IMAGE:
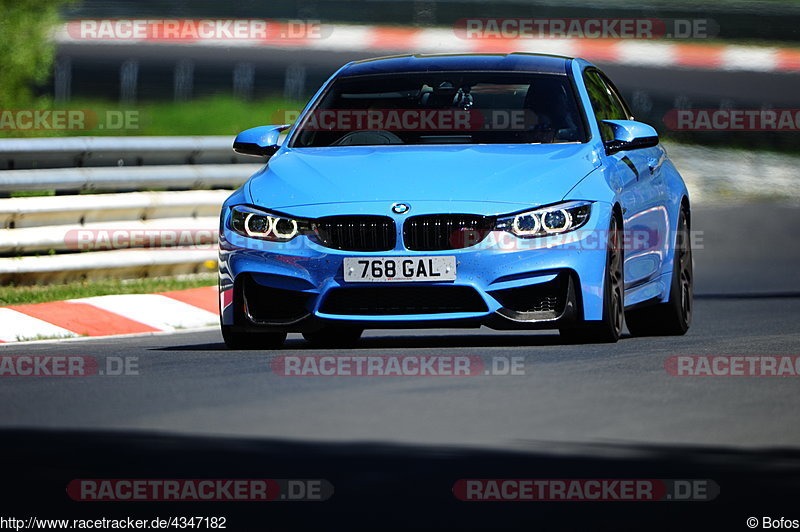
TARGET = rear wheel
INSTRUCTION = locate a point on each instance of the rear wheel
(609, 329)
(331, 336)
(673, 317)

## Work to do
Reproduce all of the material above, requests included, with every coordinate in the answers multiplied by 2 and rounded to the nearest whole number, halves rounded up. Omit the pictures from your reply.

## The output
IMAGE:
TARGET = rear wheel
INSTRUCTION = locate a point on each instance of the rear wheel
(1218, 658)
(662, 672)
(1346, 634)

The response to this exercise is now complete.